■ Task details: Leave out the pictures and repeat exactly the lines from the one containing "Might I trouble you for the coordinates of the white iceberg" through the end of the records.

-------- Given entries

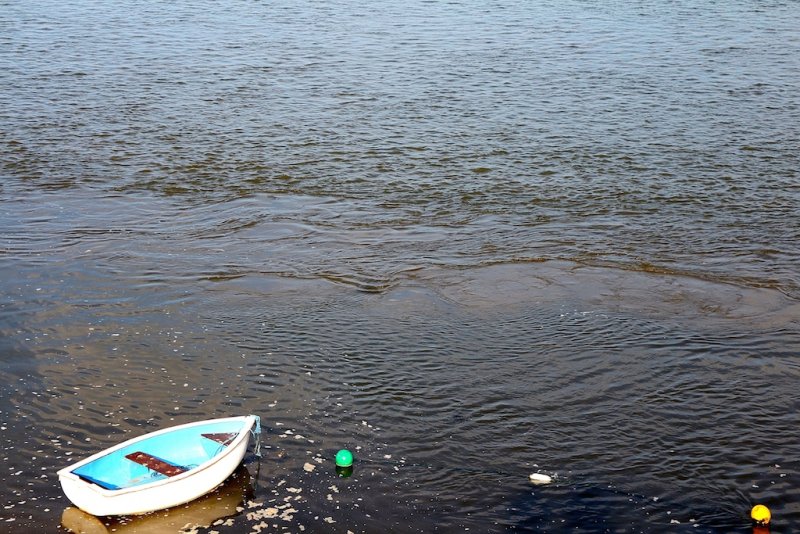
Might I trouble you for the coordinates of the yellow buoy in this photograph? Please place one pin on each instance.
(760, 514)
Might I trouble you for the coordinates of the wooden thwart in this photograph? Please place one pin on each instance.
(224, 438)
(156, 464)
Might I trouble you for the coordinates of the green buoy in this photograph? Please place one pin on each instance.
(344, 458)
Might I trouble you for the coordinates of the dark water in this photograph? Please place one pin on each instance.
(467, 240)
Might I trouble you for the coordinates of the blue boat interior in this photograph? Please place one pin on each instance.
(160, 457)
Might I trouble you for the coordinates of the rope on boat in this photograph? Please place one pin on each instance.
(256, 432)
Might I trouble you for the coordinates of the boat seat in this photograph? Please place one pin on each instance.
(156, 464)
(225, 438)
(101, 483)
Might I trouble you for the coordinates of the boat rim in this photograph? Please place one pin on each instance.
(247, 424)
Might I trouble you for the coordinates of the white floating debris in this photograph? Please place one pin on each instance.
(540, 478)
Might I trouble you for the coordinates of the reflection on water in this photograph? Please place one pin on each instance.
(226, 501)
(467, 241)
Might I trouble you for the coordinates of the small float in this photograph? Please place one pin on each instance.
(161, 469)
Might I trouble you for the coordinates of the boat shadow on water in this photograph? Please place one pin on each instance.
(224, 502)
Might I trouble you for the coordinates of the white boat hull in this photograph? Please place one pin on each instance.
(159, 494)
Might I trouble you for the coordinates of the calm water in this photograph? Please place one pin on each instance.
(467, 240)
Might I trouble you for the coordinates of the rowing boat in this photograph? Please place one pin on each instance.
(160, 469)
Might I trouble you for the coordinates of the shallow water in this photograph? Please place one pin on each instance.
(467, 241)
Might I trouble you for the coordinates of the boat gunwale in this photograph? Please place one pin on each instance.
(248, 421)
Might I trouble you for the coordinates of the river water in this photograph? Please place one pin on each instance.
(469, 241)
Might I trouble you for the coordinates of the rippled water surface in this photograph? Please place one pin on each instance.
(467, 240)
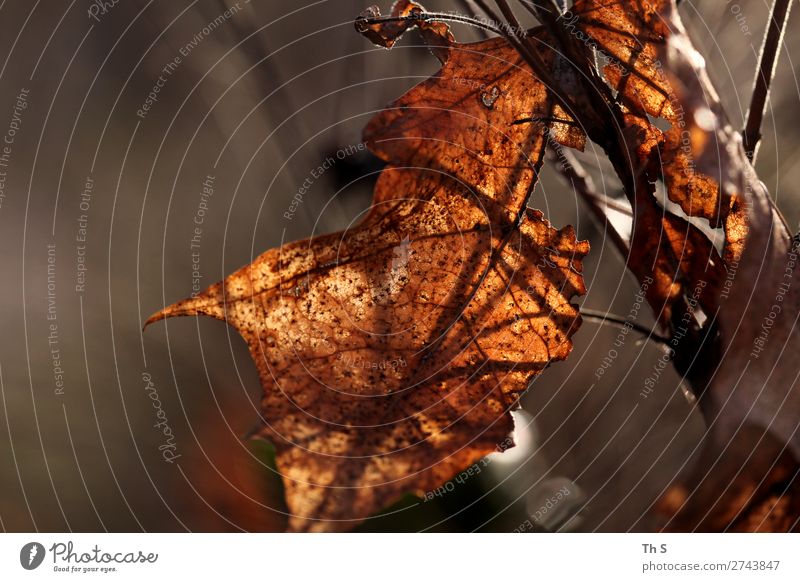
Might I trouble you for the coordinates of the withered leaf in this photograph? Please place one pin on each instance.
(747, 373)
(391, 354)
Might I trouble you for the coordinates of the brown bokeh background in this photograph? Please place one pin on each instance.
(258, 103)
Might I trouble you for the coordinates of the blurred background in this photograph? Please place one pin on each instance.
(120, 113)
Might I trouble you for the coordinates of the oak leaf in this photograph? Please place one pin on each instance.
(391, 354)
(743, 368)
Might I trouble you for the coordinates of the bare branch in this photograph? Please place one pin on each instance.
(776, 28)
(605, 318)
(574, 172)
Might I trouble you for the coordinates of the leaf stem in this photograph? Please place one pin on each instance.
(768, 58)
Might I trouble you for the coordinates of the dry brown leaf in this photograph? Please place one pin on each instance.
(747, 372)
(391, 354)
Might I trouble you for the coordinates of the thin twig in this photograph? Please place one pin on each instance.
(467, 8)
(582, 182)
(433, 16)
(621, 322)
(768, 59)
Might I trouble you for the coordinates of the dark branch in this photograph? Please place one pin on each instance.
(617, 321)
(776, 28)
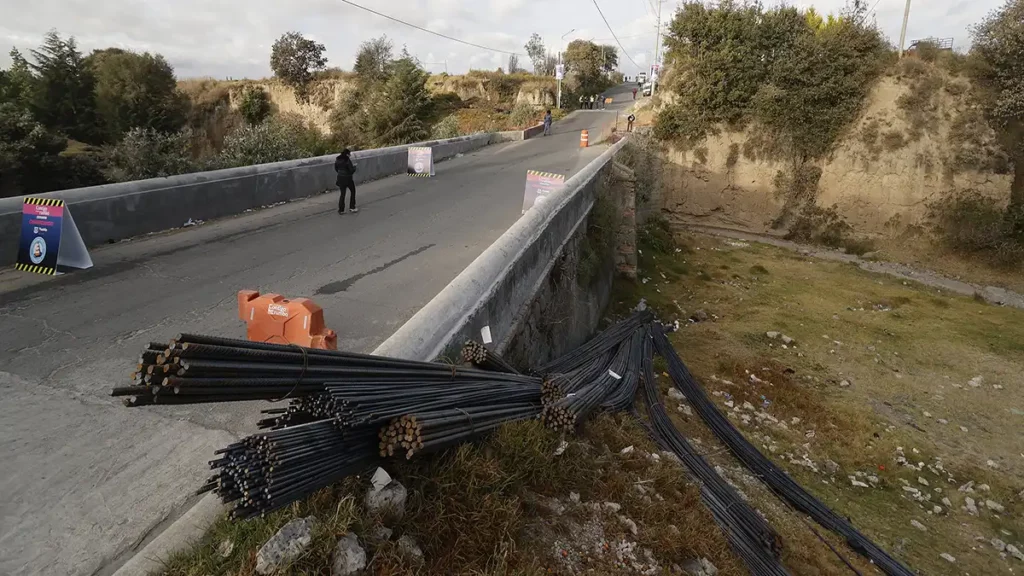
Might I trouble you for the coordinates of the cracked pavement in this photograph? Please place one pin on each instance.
(84, 479)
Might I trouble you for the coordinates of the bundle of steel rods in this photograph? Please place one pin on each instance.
(761, 466)
(479, 356)
(751, 536)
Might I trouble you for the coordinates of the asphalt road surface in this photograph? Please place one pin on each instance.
(85, 480)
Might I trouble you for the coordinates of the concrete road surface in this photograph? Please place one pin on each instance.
(84, 480)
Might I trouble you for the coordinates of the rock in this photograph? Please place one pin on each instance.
(349, 558)
(410, 549)
(380, 480)
(1015, 551)
(699, 567)
(632, 526)
(971, 507)
(390, 499)
(225, 548)
(286, 545)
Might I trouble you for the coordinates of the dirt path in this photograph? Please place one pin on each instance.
(991, 294)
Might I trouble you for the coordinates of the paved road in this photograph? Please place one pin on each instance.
(84, 480)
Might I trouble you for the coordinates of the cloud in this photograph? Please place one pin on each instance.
(231, 38)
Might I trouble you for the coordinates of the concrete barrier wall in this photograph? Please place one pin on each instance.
(113, 212)
(498, 287)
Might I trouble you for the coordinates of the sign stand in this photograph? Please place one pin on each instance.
(421, 162)
(50, 242)
(539, 187)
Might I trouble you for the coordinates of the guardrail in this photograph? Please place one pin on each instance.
(113, 212)
(498, 287)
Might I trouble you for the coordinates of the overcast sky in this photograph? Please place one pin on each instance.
(232, 38)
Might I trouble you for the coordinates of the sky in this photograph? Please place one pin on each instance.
(232, 38)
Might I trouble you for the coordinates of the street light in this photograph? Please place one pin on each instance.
(558, 101)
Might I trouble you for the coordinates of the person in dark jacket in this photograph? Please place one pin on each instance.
(346, 170)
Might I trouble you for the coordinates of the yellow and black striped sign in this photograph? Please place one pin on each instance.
(36, 270)
(44, 201)
(545, 174)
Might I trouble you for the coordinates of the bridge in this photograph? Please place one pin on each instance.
(86, 481)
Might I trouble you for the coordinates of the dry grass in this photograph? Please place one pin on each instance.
(904, 350)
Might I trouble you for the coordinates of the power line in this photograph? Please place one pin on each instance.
(627, 54)
(429, 31)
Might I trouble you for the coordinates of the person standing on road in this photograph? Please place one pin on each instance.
(346, 179)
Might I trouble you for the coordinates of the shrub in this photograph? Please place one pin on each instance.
(522, 116)
(254, 105)
(446, 128)
(970, 222)
(146, 153)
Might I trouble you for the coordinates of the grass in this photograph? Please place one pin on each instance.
(903, 350)
(485, 508)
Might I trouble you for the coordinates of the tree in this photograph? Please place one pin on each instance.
(294, 58)
(998, 49)
(537, 52)
(31, 159)
(374, 59)
(395, 112)
(17, 83)
(135, 90)
(64, 98)
(254, 105)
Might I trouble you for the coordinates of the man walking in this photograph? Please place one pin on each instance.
(346, 172)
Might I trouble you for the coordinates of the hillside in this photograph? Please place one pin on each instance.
(918, 138)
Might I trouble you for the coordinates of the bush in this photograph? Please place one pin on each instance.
(254, 105)
(970, 222)
(446, 128)
(146, 153)
(522, 116)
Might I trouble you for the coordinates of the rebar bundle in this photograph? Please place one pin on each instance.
(764, 468)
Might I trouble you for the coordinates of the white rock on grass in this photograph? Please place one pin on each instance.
(410, 549)
(349, 558)
(286, 545)
(387, 499)
(699, 567)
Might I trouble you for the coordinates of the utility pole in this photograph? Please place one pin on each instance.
(657, 46)
(902, 33)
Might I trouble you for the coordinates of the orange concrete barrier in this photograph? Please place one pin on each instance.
(274, 319)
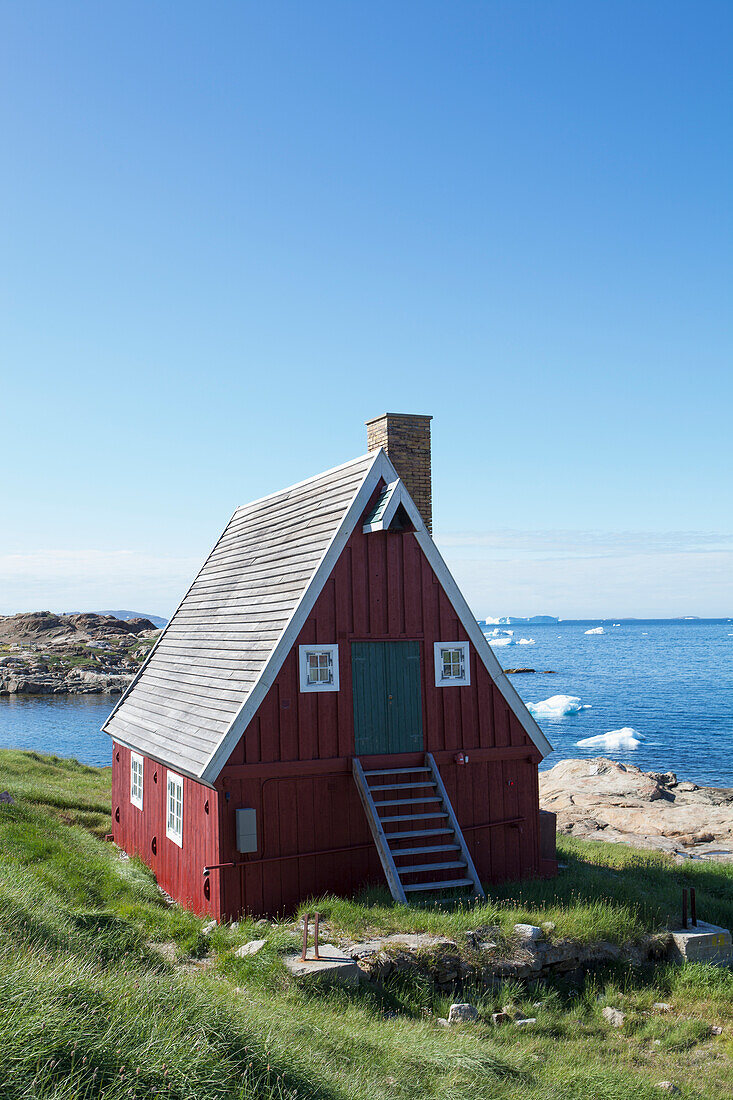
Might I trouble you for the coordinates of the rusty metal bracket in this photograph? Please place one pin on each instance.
(304, 954)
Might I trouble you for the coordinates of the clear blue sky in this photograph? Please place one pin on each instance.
(233, 231)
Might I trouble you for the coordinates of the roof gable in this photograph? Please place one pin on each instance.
(218, 657)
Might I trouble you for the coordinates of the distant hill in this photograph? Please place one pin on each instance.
(39, 627)
(155, 619)
(509, 619)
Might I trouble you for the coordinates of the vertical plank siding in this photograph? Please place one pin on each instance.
(292, 763)
(178, 869)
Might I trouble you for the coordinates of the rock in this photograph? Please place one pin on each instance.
(691, 842)
(462, 1013)
(251, 948)
(527, 932)
(602, 799)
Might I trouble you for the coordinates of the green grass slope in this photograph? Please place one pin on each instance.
(108, 991)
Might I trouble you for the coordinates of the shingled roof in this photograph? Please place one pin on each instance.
(221, 650)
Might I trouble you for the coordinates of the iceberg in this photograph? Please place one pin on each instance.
(557, 706)
(615, 740)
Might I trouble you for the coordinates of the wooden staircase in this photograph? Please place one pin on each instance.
(415, 829)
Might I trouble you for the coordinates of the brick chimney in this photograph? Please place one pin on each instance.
(406, 439)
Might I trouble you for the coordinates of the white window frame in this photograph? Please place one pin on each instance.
(134, 798)
(332, 651)
(441, 681)
(175, 782)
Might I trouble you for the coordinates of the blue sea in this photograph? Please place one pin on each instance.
(670, 680)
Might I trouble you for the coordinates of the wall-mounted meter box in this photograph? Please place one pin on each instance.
(247, 831)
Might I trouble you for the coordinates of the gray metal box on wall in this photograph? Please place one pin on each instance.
(247, 831)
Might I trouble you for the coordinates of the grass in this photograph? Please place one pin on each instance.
(89, 1008)
(610, 892)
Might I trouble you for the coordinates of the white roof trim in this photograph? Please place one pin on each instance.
(381, 468)
(396, 495)
(471, 626)
(482, 647)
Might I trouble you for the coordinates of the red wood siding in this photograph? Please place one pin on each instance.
(178, 869)
(293, 763)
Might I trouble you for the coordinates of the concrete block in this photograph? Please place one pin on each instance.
(706, 943)
(334, 965)
(528, 932)
(461, 1013)
(251, 948)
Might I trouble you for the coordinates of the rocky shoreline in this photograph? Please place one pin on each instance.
(603, 800)
(43, 653)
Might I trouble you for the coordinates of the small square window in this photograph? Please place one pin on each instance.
(319, 668)
(452, 663)
(174, 814)
(135, 780)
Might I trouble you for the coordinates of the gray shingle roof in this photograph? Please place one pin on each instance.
(212, 652)
(215, 662)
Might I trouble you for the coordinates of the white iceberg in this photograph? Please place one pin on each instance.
(557, 706)
(615, 740)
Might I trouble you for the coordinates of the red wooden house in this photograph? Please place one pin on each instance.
(323, 711)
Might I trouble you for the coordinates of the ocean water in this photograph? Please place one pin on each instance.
(671, 681)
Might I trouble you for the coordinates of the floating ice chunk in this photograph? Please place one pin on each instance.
(557, 706)
(615, 740)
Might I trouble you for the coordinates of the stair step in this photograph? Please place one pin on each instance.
(395, 771)
(438, 886)
(412, 817)
(417, 832)
(425, 848)
(405, 802)
(402, 787)
(431, 867)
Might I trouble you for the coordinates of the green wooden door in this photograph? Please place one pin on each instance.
(387, 708)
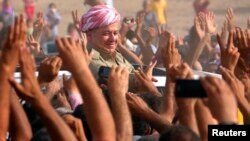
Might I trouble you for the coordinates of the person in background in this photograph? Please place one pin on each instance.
(201, 6)
(93, 2)
(150, 18)
(109, 3)
(7, 16)
(72, 31)
(53, 18)
(29, 6)
(101, 25)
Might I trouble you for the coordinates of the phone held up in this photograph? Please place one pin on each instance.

----------------

■ Exercise output:
Might I trouble you for the coordinates of the white iceberg in this photograph? Please place one pin on each instance.
(557, 706)
(615, 740)
Might I trouble you for the coordinates of the red wooden house in this photograph? Please place one pin on each instance.
(323, 711)
Might I trouble you for the coordinates of the ocean water in this photograph? Please place one pin on each instance.
(671, 681)
Might I trouble you for the coordinates of the floating ice chunk in this photograph? Please place one pin on each instance.
(557, 706)
(615, 740)
Might I trouble you for the coordinates of the stair step in this photograph? Please place one pin on each instance.
(395, 771)
(438, 886)
(412, 817)
(417, 832)
(425, 848)
(405, 802)
(402, 787)
(431, 867)
Might I trouble you for the coordinates of the green wooden door in this photograph? Please place one pin on each instance.
(387, 708)
Might I trouble you for the coordinates of the person in background in this photograph? Please place one pin on each instance.
(201, 6)
(93, 2)
(150, 18)
(109, 3)
(7, 16)
(72, 31)
(53, 18)
(29, 6)
(101, 25)
Might I trouble you for the coordinates of the phone held up in this photograph? Please place one pin on each instance.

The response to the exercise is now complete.